* [Task prompt]:
Render the lines from the one containing "Tag each instance of the gold" through the one containing "<point>320,236</point>" as a Markdown table with the columns Row and Line, giving each line a row number and omitting blank lines.

* [Material for this task]:
- - - - -
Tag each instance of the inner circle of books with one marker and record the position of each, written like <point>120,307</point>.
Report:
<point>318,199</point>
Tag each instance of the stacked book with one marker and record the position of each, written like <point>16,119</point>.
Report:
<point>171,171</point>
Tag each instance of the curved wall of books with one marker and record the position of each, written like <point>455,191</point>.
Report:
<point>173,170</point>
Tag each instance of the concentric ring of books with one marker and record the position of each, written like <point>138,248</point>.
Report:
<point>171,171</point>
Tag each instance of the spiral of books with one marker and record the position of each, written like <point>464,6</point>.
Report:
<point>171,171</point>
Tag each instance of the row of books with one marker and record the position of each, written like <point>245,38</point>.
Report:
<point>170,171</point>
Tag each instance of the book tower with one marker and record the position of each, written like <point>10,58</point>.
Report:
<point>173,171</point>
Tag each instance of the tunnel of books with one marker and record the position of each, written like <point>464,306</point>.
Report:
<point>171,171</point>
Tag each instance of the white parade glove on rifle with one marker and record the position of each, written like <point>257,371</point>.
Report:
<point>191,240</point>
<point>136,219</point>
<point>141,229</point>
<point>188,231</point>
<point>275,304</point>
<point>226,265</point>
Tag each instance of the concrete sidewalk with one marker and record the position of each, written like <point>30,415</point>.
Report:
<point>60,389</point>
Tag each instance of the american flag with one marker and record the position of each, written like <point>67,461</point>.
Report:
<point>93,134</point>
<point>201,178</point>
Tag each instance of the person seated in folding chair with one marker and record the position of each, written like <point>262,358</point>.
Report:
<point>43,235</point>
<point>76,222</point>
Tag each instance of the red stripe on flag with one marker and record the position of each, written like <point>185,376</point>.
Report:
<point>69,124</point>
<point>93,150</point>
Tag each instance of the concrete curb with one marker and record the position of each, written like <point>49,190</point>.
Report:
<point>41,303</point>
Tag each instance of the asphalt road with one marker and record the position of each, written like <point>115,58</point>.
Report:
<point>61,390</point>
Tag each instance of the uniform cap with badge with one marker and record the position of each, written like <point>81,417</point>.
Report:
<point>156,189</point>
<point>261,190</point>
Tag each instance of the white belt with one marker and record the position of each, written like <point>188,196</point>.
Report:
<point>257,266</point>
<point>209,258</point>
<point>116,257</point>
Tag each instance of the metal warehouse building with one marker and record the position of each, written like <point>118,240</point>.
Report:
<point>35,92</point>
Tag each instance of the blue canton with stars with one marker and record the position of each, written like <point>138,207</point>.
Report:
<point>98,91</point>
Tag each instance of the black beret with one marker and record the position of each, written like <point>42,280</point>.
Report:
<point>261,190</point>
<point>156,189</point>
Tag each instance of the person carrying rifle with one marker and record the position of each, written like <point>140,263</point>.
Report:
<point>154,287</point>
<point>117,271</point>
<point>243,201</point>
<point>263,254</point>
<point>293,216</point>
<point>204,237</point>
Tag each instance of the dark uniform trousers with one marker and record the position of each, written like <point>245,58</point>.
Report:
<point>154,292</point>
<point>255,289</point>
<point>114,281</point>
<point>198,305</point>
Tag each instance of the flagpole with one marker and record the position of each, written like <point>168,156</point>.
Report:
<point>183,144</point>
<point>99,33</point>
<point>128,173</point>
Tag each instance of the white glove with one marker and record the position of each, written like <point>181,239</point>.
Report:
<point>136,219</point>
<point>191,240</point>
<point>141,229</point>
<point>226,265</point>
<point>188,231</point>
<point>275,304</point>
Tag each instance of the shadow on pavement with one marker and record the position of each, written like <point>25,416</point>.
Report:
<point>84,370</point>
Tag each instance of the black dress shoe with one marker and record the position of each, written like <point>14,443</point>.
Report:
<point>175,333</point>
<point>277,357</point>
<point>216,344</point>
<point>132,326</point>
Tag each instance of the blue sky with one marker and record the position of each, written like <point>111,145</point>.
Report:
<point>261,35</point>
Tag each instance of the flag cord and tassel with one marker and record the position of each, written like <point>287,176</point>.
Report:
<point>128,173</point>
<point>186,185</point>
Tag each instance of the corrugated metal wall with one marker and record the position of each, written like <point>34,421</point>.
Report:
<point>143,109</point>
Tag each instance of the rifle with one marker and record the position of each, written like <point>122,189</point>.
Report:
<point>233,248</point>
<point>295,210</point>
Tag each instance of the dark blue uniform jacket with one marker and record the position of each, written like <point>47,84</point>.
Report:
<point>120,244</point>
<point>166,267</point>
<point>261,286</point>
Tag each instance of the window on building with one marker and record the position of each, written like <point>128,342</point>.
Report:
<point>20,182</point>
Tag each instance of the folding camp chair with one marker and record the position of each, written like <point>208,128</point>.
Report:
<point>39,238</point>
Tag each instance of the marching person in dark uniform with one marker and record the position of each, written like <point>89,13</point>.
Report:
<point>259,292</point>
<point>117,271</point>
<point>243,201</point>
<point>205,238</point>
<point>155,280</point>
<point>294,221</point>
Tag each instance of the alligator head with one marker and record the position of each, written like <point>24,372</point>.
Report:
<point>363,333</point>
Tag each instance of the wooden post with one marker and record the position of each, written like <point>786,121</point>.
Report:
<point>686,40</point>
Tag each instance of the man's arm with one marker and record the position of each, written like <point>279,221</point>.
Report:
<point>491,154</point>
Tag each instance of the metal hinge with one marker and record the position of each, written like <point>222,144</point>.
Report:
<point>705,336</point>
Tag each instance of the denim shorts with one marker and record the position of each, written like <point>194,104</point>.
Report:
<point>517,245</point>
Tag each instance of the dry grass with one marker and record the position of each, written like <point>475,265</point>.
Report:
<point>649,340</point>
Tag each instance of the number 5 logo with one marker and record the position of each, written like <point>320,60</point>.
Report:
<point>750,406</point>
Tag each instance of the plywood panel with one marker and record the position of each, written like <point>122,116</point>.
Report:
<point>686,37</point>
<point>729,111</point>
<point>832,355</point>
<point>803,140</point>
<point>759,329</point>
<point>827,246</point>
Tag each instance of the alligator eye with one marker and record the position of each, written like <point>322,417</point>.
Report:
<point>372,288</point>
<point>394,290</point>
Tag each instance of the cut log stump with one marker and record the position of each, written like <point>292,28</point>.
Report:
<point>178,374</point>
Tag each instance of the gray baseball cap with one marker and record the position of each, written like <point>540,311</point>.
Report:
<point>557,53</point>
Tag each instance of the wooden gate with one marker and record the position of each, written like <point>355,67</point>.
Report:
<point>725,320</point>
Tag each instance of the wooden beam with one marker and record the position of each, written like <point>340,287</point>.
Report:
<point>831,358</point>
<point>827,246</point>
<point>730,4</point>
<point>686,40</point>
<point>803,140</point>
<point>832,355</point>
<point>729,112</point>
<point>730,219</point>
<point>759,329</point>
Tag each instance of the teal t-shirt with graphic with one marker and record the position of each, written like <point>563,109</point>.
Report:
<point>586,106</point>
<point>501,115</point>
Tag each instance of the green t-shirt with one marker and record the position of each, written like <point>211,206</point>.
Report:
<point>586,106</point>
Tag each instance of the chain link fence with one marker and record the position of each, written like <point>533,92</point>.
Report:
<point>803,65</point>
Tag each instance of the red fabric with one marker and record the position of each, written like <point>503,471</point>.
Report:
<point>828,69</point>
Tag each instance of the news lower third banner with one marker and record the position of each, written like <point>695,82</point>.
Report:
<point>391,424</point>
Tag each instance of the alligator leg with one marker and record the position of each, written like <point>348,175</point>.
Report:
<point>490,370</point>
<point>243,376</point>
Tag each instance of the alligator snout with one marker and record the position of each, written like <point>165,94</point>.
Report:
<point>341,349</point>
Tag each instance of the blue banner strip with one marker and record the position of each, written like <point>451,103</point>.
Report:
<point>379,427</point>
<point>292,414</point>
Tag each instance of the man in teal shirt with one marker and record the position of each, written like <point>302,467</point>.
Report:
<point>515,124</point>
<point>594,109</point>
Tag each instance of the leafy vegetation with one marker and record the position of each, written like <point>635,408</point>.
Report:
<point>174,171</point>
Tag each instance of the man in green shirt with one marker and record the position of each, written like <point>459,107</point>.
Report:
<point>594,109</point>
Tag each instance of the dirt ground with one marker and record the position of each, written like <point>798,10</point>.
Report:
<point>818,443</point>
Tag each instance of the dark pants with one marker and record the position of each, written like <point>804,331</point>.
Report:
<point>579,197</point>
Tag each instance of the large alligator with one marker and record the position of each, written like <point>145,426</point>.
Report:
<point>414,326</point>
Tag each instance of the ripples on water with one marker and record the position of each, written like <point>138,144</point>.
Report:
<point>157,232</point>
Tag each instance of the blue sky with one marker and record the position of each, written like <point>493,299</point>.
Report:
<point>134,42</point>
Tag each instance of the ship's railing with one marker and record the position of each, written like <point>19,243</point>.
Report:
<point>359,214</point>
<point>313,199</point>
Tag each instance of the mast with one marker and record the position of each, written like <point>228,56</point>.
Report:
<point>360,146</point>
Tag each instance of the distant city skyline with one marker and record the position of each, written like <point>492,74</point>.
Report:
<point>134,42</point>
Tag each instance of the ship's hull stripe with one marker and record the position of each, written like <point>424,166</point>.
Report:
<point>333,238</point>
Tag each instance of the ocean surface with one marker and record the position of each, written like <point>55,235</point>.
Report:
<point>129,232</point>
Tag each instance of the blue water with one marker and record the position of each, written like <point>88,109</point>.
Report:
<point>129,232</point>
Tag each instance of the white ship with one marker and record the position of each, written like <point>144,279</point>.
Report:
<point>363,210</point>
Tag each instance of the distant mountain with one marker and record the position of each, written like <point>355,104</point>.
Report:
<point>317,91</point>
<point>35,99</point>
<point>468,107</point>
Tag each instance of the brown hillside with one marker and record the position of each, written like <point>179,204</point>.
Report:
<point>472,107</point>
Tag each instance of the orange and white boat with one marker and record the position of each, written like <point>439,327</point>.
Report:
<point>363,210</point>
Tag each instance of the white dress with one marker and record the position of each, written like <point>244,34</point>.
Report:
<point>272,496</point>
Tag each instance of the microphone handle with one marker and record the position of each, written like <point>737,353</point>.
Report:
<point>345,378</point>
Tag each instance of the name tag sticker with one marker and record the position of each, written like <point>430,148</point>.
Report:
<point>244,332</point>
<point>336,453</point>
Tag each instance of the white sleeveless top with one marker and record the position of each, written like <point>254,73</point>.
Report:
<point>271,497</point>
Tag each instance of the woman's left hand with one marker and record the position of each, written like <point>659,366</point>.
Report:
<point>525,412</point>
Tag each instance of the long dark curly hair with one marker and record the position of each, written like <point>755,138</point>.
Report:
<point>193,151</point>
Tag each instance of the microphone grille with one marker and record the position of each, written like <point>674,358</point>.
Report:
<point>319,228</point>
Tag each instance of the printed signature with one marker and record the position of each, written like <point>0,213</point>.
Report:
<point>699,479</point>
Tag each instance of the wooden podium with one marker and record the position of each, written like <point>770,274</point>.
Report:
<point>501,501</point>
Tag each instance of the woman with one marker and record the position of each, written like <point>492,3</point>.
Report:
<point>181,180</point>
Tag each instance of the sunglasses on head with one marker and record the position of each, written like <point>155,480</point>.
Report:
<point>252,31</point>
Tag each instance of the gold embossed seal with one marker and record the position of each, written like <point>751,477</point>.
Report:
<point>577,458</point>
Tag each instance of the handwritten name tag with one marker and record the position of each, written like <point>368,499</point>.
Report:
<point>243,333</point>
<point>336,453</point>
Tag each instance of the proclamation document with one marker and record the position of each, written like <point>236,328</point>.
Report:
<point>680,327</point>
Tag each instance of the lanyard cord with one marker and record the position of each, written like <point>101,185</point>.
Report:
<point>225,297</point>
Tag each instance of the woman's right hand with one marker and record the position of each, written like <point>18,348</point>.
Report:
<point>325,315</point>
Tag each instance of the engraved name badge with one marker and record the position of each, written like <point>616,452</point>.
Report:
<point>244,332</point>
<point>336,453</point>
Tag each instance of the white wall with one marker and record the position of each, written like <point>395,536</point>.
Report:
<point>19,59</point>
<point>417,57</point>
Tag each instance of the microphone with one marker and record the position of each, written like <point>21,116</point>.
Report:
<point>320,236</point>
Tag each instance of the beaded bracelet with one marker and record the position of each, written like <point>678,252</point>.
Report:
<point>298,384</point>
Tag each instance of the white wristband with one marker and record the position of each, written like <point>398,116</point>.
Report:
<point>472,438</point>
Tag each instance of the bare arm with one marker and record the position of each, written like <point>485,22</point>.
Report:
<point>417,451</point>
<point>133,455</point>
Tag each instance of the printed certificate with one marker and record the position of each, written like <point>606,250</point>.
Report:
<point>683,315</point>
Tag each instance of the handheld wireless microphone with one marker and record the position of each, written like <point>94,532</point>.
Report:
- - - - -
* [Written response]:
| Row | Line |
|---|---|
| 1 | Tag each instance of the gold embossed seal with one marker and record the position of each, written like <point>751,477</point>. |
| 2 | Report: |
| 3 | <point>577,458</point> |
| 4 | Tag each instance of the handwritten name tag with one marker and record the position of each, written like <point>368,499</point>. |
| 5 | Report: |
| 6 | <point>243,333</point> |
| 7 | <point>336,453</point> |
| 8 | Tag each instance of the proclamation document with one marker and record the position of each, written like <point>236,328</point>. |
| 9 | Report: |
| 10 | <point>680,327</point> |
| 11 | Tag each instance of the lanyard cord with one marker and record the position of each, written like <point>101,185</point>. |
| 12 | Report: |
| 13 | <point>225,297</point> |
| 14 | Tag each instance of the woman's right hand with one marker and record the position of each, written like <point>18,348</point>. |
| 15 | Report: |
| 16 | <point>325,315</point> |
| 17 | Tag each instance of the engraved name badge with one marker and record the position of each, written like <point>616,452</point>. |
| 18 | Report: |
| 19 | <point>244,332</point> |
| 20 | <point>336,453</point> |
| 21 | Tag each instance of the white wall with one marker and record the position of each, written like <point>395,536</point>. |
| 22 | Report: |
| 23 | <point>19,59</point> |
| 24 | <point>417,57</point> |
| 25 | Tag each instance of the microphone with one marker and record the position of each, written like <point>21,116</point>. |
| 26 | Report: |
| 27 | <point>320,236</point> |